## TEXTE FOURNI
::::::

Par conséquent, votre demande en obtention du statut de réfugié est refusée comme non fondée au sens de l’article 11 de la loi du 3 avril 1996 portant création 1) d’une procédure relative à l’examen d’une demande d’asile ; 2) d’un régime de protection temporaire, de sorte que vous ne sauriez bénéficier de la protection accordée par la Convention de Genève ».

Par courrier de son mandataire du 31 décembre 2002, Monsieur … fit introduire un recours gracieux à l’encontre de la décision ministérielle prévisée du 25 novembre 2002.

Le 15 janvier 2003, le ministre de la Justice confirma sa décision initiale.

Monsieur … a fait déposer le 20 février 2003 un recours en réformation, sinon en annulation à l’encontre des décisions ministérielles de refus prévisées.

Etant donné que l’article 12 de la loi modifiée du 3 avril 1996 portant création 1. d’une procédure relative à l’examen d’une demande d’asile, 2. d’un régime de protection temporaire prévoit un recours en réformation en matière de demandes d’asile déclarées non fondées, seule une demande en réformation a pu être dirigée contre les décisions ministérielles critiquées. Le recours en réformation formulé en ordre principal, ayant été introduit dans les formes et délai de la loi, il est recevable. – Il s’ensuit que le recours subsidiaire en annulation est à déclarer irrecevable.

A l’appui de son recours, le demandeur estime que la motivation ministérielle de refus serait inexacte et trop floue pour répondre aux exigences légales et réglementaires en matière de motivation.

::::::

## TRAVAIL DEMANDÉ
D'après le texte fourni, quel jour le ministre de la Justice a-t-il confirmé sa décision initiale ?

::::::

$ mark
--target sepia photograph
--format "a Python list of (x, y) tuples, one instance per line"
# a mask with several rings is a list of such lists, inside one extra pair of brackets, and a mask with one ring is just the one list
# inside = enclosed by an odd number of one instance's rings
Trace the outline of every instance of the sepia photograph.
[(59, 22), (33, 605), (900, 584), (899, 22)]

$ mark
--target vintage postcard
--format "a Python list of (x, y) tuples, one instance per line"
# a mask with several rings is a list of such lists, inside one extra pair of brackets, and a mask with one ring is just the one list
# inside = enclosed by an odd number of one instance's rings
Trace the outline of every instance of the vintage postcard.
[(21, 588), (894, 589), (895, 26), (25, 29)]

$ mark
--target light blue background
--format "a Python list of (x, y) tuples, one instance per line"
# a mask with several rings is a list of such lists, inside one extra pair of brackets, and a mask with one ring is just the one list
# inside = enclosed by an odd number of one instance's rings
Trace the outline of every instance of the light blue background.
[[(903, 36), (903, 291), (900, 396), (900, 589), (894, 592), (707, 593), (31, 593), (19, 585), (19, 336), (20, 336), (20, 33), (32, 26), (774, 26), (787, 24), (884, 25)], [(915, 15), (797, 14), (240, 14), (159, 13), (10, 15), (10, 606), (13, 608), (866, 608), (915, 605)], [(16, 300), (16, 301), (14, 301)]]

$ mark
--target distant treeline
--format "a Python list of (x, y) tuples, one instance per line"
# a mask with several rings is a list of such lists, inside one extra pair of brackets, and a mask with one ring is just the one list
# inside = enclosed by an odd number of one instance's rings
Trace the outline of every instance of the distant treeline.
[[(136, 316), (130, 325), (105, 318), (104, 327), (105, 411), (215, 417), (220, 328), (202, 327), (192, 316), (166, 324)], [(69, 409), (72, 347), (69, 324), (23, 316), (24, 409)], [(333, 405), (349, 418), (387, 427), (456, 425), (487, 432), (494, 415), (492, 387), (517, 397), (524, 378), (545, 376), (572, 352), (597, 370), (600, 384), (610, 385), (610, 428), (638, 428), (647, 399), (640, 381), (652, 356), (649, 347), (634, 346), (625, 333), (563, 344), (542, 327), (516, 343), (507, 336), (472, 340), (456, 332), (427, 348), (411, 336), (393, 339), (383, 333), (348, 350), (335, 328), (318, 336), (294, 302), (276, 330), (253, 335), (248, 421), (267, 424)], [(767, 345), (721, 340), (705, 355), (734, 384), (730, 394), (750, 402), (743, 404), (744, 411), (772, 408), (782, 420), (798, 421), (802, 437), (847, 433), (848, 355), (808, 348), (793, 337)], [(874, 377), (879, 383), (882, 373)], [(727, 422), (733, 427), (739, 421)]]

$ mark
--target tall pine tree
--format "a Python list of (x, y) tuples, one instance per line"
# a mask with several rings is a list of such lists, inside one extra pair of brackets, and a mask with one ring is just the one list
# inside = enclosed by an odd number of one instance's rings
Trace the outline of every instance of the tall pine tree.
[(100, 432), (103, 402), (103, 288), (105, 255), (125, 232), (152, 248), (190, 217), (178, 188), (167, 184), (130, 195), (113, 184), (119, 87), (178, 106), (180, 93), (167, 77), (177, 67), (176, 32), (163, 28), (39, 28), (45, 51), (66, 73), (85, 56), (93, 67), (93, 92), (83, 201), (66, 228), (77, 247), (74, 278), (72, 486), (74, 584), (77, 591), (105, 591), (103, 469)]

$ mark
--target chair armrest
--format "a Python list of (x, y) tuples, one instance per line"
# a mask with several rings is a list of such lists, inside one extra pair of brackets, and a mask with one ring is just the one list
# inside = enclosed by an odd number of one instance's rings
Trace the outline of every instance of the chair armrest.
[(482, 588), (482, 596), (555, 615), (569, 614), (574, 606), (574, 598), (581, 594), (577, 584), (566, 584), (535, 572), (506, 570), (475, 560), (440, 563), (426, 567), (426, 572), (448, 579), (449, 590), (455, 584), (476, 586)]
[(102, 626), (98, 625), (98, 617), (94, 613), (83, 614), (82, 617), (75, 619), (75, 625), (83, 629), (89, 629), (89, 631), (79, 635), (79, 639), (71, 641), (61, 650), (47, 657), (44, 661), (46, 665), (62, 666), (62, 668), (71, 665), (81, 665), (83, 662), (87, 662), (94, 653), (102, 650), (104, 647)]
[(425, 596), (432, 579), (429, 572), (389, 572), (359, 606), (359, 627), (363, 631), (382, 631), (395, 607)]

::::::

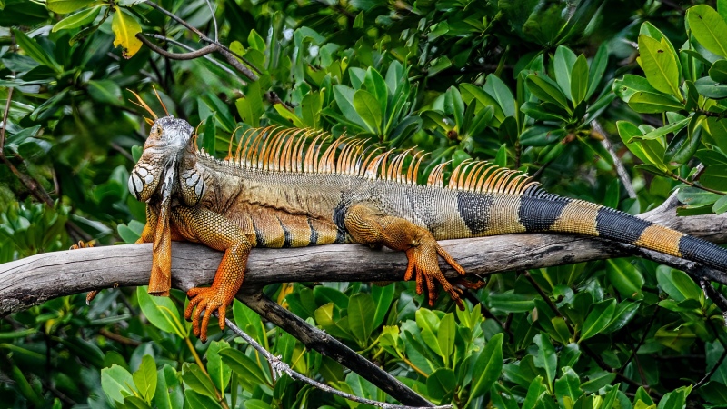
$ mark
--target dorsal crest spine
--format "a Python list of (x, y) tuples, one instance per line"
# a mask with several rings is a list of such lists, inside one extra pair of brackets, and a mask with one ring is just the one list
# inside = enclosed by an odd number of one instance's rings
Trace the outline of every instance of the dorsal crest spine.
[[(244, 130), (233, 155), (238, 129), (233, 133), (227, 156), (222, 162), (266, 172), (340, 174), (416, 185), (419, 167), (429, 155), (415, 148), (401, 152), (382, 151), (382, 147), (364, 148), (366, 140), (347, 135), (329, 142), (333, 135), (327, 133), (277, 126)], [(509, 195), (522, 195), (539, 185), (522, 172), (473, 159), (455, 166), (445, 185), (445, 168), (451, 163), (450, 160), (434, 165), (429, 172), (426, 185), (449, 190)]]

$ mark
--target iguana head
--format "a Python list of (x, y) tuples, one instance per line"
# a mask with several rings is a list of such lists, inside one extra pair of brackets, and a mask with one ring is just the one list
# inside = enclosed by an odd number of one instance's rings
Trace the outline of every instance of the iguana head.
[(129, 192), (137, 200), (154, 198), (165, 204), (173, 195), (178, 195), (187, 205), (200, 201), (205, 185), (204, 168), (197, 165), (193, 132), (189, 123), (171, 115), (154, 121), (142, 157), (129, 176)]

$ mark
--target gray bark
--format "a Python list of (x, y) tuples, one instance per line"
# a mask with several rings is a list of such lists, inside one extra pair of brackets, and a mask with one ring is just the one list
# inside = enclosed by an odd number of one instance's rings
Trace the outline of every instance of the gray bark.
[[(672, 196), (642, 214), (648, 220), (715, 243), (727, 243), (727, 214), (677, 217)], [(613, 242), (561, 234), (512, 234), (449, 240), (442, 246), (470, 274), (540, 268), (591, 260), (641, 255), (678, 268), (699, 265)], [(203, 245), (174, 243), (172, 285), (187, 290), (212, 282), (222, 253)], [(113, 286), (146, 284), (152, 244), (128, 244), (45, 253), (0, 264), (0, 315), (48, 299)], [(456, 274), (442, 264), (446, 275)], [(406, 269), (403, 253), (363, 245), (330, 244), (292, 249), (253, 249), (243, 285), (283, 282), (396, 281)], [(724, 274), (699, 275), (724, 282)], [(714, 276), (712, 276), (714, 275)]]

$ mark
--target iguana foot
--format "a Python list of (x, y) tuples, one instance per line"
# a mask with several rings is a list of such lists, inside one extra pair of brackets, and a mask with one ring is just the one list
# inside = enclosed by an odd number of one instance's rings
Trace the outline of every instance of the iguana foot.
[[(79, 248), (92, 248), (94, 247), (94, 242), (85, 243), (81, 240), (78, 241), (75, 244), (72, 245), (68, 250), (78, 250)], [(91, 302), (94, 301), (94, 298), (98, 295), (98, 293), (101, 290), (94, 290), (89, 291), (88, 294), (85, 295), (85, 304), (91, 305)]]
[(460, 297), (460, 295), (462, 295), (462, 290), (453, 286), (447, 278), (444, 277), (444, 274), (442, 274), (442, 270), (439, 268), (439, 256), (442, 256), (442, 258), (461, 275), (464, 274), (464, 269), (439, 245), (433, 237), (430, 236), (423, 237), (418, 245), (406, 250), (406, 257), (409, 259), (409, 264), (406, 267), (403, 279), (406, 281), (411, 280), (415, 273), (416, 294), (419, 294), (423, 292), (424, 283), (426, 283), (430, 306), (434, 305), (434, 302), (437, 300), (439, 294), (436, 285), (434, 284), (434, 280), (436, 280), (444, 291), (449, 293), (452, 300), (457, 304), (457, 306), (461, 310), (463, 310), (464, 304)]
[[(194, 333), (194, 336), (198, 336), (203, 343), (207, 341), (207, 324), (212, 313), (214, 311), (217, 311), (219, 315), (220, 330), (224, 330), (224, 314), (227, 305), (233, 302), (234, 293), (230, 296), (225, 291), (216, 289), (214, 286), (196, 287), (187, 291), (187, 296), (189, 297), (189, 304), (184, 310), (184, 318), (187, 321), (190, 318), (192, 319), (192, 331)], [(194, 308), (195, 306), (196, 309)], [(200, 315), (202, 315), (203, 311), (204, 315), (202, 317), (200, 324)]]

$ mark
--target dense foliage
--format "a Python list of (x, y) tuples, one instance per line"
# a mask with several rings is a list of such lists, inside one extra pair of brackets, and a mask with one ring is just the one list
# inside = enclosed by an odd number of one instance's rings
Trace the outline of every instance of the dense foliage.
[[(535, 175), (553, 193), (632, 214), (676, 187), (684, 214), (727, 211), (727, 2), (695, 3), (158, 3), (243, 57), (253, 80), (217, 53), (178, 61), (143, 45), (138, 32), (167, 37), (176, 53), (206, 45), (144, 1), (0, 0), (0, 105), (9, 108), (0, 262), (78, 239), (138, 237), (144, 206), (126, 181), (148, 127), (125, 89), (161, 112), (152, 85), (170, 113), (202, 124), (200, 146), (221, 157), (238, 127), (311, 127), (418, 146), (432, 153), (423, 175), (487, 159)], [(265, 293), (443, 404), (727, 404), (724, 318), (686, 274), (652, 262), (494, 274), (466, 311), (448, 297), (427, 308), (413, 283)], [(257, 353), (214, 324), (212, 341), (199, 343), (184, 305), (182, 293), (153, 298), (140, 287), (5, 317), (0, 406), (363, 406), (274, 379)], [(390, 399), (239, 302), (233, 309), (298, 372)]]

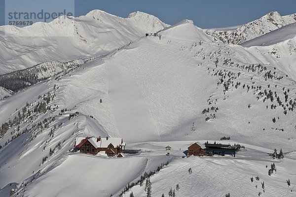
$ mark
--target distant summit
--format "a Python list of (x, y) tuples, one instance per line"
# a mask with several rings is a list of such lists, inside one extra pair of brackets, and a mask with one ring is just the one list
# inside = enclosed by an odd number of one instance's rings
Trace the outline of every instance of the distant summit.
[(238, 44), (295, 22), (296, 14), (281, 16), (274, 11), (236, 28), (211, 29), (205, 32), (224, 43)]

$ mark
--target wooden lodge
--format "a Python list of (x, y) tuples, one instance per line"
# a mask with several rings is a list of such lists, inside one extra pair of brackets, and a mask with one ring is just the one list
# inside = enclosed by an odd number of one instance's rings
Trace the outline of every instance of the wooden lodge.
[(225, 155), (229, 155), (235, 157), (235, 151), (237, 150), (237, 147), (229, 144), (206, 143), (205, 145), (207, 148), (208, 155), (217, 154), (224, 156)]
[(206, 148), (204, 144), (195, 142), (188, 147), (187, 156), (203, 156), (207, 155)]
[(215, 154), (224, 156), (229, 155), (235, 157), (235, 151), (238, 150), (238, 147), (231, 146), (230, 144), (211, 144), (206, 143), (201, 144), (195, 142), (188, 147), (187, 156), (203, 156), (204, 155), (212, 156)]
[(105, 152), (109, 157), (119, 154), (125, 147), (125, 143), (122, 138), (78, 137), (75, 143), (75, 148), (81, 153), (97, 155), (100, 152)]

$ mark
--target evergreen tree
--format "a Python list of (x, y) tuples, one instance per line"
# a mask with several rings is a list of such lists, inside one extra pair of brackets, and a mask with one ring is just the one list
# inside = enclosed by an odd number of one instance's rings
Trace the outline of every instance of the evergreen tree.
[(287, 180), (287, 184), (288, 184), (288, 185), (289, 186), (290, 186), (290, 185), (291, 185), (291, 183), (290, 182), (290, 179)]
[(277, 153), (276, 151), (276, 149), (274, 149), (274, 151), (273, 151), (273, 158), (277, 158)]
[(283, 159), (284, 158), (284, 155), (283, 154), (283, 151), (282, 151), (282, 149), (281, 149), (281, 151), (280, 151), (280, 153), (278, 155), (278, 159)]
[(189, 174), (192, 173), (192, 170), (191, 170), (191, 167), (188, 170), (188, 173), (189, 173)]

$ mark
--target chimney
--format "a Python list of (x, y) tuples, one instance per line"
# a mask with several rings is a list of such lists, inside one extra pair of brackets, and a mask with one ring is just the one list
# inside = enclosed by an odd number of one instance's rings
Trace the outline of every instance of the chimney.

::::::

## RÉPONSE COMPLÈTE
Le 15 janvier 2003.